• **GIVEN REQUEST 1**:
List every person the Facebook troll farm article below names as a high-profile figure the group paid speaking fees to.
• **GIVEN REQUEST 2**:
Answer each question from the Facebook troll farm article below.
(a) Where was the troll farm based?
(b) How many assets on Facebook's platform did the company link to it?
(c) In what year did the Obama administration remove the group's terrorist designation?
• **GIVEN REQUEST 3**:
Extend the article below on Facebook's takedown of the Mujahideen-e-Khalq troll farm, picking up after its last sentence.

• **SUPPLIED TEXT**:
[start]

Facebook Busts Iranian Dissident Group’s Elaborate Troll Farm Operation

Facebook says it busted a troll farm run by the Mujahideen-e-Khalq—a dissident Iranian group which lobbies for the overthrow of Iran’s revolutionary government—that used artificial intelligence-generated fake faces to populate sham accounts.

The social media company linked the troll farm, based alongside the MEK’s headquarters in Albania, to 300 different assets on Facebook’s platform, including pages, groups and accounts engaged in coordinated inauthentic behavior.

The Mujahideen-e-Khalq, which began as a Marxist revolutionary organization, opposed Iran’s monarchy in the 1970s and fought alongside the IRGC to overthrow the Shah of Iran. After the revolution, the IRGC cracked down on the MEK and the group sought refuge in Saddam Hussein’s Iraq. The U.S. designated the group as a terrorist organization in 1997 but the Obama administration removed the designation in 2012.

Since then, the group has spent millions of dollars cultivating allies in the U.S. and advocating for regime change in Iran. It’s also spent big on speaking fees for high profile Democratic and Republican heavyweights it considers allies, including Rudy Giuliani, former Vermont governor and DNC chair Howard Dean, and former Trump national security advisor John Bolton.

[end]

• **RECORDED DATA**:
[start]

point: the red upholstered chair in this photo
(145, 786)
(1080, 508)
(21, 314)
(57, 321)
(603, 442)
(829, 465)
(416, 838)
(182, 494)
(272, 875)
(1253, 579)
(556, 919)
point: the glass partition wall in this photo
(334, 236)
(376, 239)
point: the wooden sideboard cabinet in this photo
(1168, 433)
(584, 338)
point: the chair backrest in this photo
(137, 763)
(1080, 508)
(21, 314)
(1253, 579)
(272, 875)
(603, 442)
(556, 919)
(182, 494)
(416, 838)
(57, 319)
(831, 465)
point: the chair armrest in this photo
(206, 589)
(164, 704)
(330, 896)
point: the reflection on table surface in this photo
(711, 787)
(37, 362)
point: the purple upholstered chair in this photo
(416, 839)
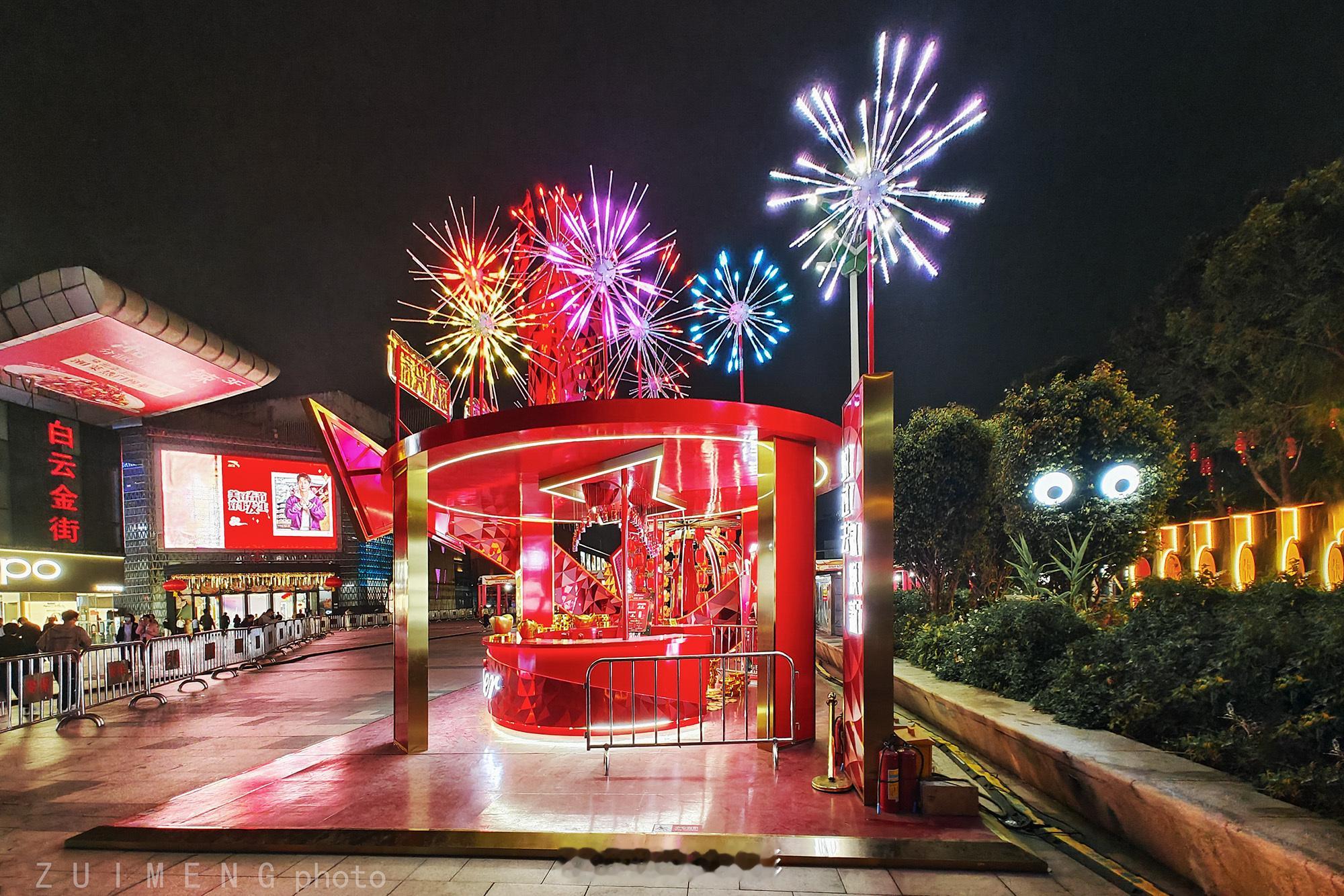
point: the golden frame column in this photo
(786, 585)
(411, 605)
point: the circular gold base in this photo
(831, 785)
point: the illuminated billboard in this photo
(232, 503)
(85, 338)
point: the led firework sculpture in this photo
(651, 343)
(743, 312)
(478, 304)
(599, 252)
(873, 198)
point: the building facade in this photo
(236, 507)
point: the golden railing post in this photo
(411, 605)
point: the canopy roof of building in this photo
(79, 335)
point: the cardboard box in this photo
(950, 799)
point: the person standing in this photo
(149, 628)
(67, 639)
(127, 636)
(30, 633)
(13, 647)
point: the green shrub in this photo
(1009, 647)
(1083, 690)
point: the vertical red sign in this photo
(64, 486)
(866, 519)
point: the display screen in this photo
(230, 503)
(110, 363)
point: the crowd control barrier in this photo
(68, 687)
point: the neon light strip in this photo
(1326, 565)
(1245, 539)
(818, 461)
(1286, 543)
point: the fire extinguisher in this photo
(898, 776)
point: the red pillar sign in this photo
(866, 521)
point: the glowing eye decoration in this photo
(1053, 488)
(1120, 482)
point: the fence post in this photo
(144, 670)
(193, 667)
(75, 678)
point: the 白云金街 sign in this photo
(56, 573)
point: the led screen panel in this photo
(235, 503)
(108, 363)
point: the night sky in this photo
(259, 167)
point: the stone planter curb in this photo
(1212, 828)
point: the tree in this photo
(1083, 428)
(1251, 346)
(943, 502)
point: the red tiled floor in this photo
(479, 777)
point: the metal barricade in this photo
(67, 686)
(717, 694)
(733, 639)
(112, 672)
(41, 687)
(169, 660)
(255, 643)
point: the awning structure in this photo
(83, 337)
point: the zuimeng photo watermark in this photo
(202, 877)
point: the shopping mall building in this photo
(135, 455)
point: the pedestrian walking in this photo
(67, 639)
(13, 648)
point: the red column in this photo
(749, 553)
(537, 542)
(787, 578)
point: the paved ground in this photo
(54, 785)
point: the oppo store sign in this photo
(69, 573)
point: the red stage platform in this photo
(482, 791)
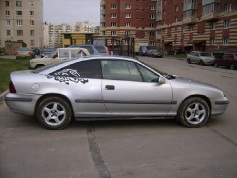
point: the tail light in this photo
(12, 88)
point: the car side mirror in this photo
(161, 80)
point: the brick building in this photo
(209, 25)
(129, 19)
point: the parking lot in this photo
(126, 148)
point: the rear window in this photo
(101, 49)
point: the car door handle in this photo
(109, 87)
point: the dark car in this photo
(228, 60)
(93, 49)
(154, 53)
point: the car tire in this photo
(194, 112)
(188, 61)
(232, 67)
(54, 113)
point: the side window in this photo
(120, 70)
(84, 69)
(148, 76)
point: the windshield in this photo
(206, 54)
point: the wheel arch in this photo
(200, 96)
(52, 95)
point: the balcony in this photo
(189, 20)
(210, 16)
(189, 6)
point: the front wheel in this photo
(194, 112)
(54, 113)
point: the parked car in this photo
(199, 57)
(24, 53)
(93, 49)
(110, 87)
(143, 50)
(154, 53)
(59, 55)
(228, 60)
(47, 51)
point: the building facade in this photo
(53, 34)
(129, 19)
(207, 25)
(21, 21)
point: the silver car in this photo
(202, 58)
(110, 87)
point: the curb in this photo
(2, 95)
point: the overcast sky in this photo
(71, 11)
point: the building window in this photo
(8, 32)
(32, 32)
(113, 24)
(227, 7)
(7, 4)
(113, 15)
(8, 22)
(127, 33)
(127, 6)
(31, 4)
(127, 15)
(19, 32)
(113, 33)
(225, 41)
(227, 24)
(213, 25)
(19, 22)
(19, 13)
(152, 16)
(113, 6)
(127, 24)
(32, 42)
(153, 7)
(151, 43)
(152, 34)
(7, 13)
(18, 3)
(177, 8)
(212, 41)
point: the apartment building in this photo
(169, 25)
(22, 21)
(129, 18)
(209, 25)
(53, 33)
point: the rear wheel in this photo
(54, 113)
(194, 112)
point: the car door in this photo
(130, 89)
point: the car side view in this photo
(110, 87)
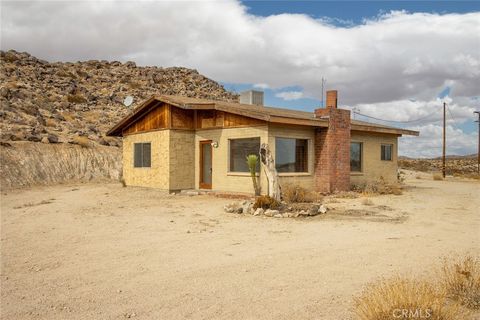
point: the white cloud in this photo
(378, 66)
(429, 143)
(289, 95)
(262, 86)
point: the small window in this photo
(386, 152)
(142, 155)
(239, 150)
(356, 156)
(291, 155)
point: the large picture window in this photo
(356, 156)
(142, 155)
(291, 155)
(239, 150)
(386, 152)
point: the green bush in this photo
(266, 202)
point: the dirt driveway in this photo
(107, 252)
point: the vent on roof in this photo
(252, 97)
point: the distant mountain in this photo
(68, 101)
(469, 156)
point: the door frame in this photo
(201, 184)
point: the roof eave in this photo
(366, 128)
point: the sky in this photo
(391, 60)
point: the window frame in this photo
(382, 153)
(307, 157)
(229, 161)
(361, 157)
(143, 166)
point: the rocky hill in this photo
(54, 116)
(77, 102)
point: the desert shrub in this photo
(367, 202)
(82, 141)
(266, 202)
(76, 98)
(401, 298)
(134, 85)
(461, 278)
(50, 123)
(347, 194)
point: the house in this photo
(175, 143)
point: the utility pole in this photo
(478, 150)
(444, 137)
(323, 90)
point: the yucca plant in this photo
(252, 161)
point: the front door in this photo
(206, 164)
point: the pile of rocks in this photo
(61, 101)
(247, 207)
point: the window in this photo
(291, 155)
(142, 155)
(356, 156)
(239, 150)
(386, 152)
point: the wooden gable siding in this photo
(166, 116)
(182, 119)
(207, 119)
(157, 118)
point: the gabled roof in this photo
(269, 114)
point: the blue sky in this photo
(356, 11)
(347, 14)
(388, 59)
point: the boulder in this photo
(322, 209)
(233, 207)
(246, 206)
(271, 213)
(258, 212)
(52, 138)
(313, 211)
(303, 213)
(34, 138)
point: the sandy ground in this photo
(107, 252)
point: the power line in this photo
(395, 121)
(454, 122)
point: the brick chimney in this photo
(332, 99)
(332, 148)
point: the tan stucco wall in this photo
(372, 166)
(176, 153)
(222, 179)
(182, 160)
(305, 180)
(157, 175)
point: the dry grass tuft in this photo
(76, 98)
(297, 194)
(346, 195)
(401, 298)
(367, 202)
(461, 278)
(266, 202)
(378, 187)
(82, 141)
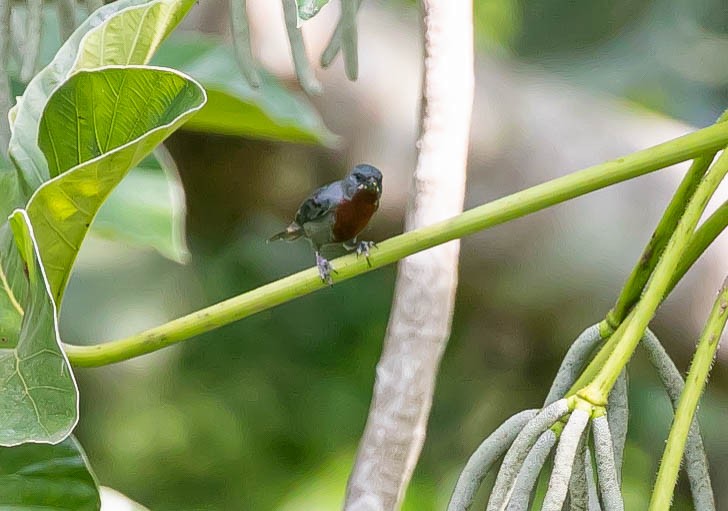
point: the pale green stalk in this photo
(240, 29)
(305, 74)
(688, 404)
(653, 251)
(392, 250)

[end]

• **RESPONSE 1**:
Rudy Giuliani
Howard Dean
John Bolton

• **RESPONSE 2**:
(a) Alongside the MEK's headquarters in Albania.
(b) 300.
(c) 2012.

• **RESPONSE 3**:
The group is known for its strict control of members. A 2005 study by Human Rights Watch based on interviews with MEK dissidents included testimonies about “abuses ranging from detention and persecution of ordinary members wishing to leave the organization, to lengthy solitary confinements, severe beatings, and torture of dissident members.”

In a 2009 study, RAND researchers alleged that the group displayed a number of “cult characteristics,” including “intense ideological exploitation and isolation,” “sexual control,” “emotional isolation,” and other such tactics.

While the U.S. has accounted for much of the MEK’s lobbying focus, the troll farm it ran was apparently focused more on Iranian and diaspora audiences. Facebook says the majority of posts by the troll farm were in Farsi with a smaller number in Arabic and English.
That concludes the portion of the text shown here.